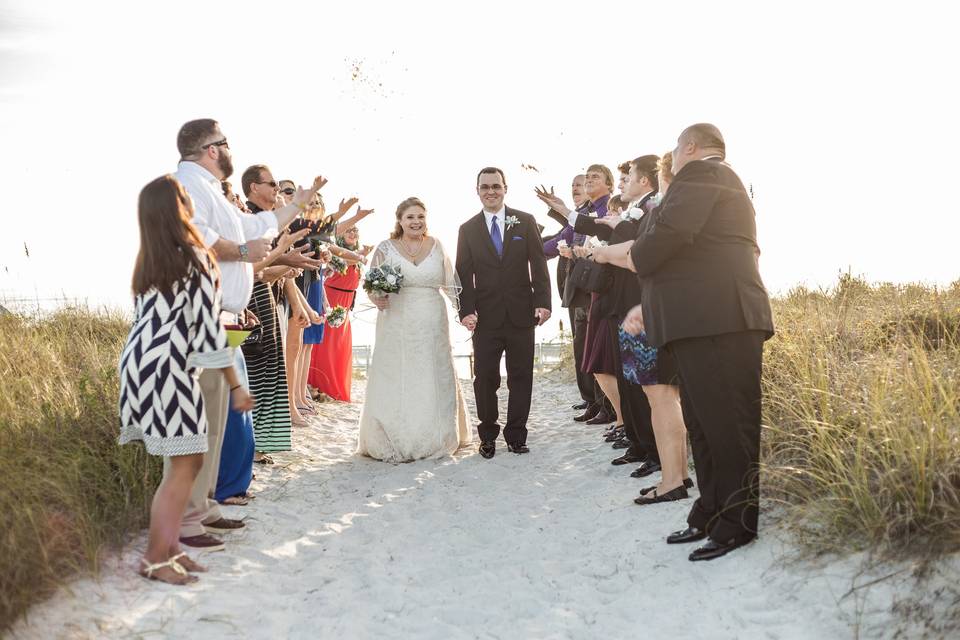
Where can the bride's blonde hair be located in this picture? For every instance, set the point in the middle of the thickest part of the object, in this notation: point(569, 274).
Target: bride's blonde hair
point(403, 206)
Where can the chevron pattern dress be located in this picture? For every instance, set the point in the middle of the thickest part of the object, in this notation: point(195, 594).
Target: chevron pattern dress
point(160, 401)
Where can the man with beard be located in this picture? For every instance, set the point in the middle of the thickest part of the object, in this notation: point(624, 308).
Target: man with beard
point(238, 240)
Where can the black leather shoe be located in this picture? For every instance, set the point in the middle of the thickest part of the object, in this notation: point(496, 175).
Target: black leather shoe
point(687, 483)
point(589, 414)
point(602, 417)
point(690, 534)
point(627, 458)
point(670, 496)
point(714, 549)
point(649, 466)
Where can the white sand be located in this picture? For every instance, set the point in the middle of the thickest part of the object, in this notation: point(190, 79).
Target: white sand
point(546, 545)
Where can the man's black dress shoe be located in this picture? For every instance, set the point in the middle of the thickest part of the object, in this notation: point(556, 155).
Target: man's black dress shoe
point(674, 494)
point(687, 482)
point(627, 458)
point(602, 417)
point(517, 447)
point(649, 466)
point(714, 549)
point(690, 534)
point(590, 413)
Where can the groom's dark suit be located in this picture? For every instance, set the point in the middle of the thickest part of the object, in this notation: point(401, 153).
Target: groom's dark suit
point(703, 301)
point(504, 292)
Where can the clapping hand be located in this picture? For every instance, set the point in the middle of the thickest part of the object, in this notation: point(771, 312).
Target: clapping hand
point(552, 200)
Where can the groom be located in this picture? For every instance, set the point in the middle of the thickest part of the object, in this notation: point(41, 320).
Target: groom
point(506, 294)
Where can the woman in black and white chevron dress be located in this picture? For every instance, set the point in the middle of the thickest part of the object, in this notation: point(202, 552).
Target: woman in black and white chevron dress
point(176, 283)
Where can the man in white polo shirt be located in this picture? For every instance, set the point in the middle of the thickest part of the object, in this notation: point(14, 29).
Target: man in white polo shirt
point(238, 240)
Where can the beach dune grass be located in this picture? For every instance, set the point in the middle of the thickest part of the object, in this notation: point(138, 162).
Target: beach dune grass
:::
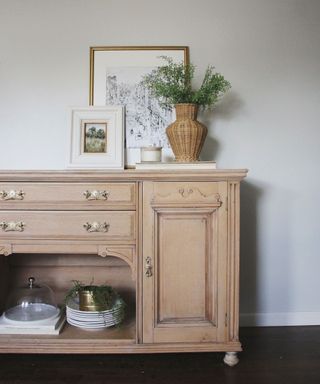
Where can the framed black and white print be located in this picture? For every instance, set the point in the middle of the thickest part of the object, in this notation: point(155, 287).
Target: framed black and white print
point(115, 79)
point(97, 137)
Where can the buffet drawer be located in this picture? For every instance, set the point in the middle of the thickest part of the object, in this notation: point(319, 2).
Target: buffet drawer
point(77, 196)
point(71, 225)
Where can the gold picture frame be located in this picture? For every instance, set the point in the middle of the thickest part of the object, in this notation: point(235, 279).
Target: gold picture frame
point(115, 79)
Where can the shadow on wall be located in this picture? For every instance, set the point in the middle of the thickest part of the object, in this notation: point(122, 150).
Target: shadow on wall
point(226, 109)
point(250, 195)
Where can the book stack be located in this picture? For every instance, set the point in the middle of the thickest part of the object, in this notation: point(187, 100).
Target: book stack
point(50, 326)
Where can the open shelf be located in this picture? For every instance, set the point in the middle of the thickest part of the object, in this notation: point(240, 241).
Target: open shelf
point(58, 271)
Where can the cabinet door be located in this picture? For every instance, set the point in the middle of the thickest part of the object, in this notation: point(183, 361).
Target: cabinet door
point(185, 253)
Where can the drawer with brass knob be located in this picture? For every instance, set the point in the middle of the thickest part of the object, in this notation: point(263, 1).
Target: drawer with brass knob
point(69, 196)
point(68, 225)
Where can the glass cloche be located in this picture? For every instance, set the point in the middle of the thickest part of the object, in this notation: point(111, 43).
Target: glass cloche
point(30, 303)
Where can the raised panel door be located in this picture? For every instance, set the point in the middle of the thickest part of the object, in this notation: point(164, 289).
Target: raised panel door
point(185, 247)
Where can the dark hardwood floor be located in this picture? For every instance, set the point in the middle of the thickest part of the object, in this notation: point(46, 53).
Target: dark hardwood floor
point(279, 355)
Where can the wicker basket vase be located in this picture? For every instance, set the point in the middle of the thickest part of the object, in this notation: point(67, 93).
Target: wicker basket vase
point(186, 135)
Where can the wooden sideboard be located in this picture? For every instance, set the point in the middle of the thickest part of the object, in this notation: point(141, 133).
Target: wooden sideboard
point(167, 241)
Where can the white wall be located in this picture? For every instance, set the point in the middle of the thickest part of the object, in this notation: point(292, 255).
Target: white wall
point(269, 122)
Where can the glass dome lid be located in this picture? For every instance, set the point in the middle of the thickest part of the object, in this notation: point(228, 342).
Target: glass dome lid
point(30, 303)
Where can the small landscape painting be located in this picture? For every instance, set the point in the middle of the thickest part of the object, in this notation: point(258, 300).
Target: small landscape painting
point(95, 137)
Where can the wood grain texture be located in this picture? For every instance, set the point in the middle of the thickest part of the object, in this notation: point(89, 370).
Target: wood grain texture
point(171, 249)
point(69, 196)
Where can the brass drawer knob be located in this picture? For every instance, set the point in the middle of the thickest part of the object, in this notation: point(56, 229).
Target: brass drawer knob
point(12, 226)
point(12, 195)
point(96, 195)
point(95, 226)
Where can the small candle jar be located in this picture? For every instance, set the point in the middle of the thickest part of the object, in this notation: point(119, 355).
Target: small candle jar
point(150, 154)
:::
**The exercise**.
Arrange the data from the line containing "Where can the bride's" through the line containing "point(590, 413)" as a numbered list, with both of those lines included and blank lines omitted.

**Exercise solution**.
1. Where can the bride's blonde hair be located in this picture? For every instance, set the point in the middle of the thickest part of the object, in this notation: point(569, 274).
2. Target: bride's blonde hair
3. point(403, 206)
4. Where can the chevron pattern dress be located in this picture? For every instance, set the point in the middle of the thickest part of the object, in this notation: point(195, 594).
5. Target: chevron pattern dress
6. point(160, 401)
7. Where can the man with beard be located in this picture? For every instance, set the point in the middle of the thickest part of the object, in this notation: point(624, 308).
8. Target: man with beard
9. point(238, 240)
10. Where can the black leather shoe be located in this picture? For every instance, set the point in the middle of the thickest part of the object, in this notation: point(496, 175).
11. Target: black leather shoe
12. point(687, 483)
13. point(589, 414)
14. point(602, 417)
15. point(690, 534)
16. point(627, 458)
17. point(670, 496)
18. point(714, 549)
19. point(649, 466)
20. Where can the white sand be located in this picture? For every instance, set the point in the middle of the thickest part of the object, in this notation: point(190, 79).
21. Target: white sand
22. point(546, 545)
23. Where can the man's black dress shoe be located in this picture? For every instance, set the point in the middle of the thickest part of the object, in this notation: point(556, 155).
24. Target: man's black dress shoe
25. point(674, 494)
26. point(687, 482)
27. point(627, 458)
28. point(602, 417)
29. point(517, 447)
30. point(649, 466)
31. point(714, 549)
32. point(690, 534)
33. point(590, 413)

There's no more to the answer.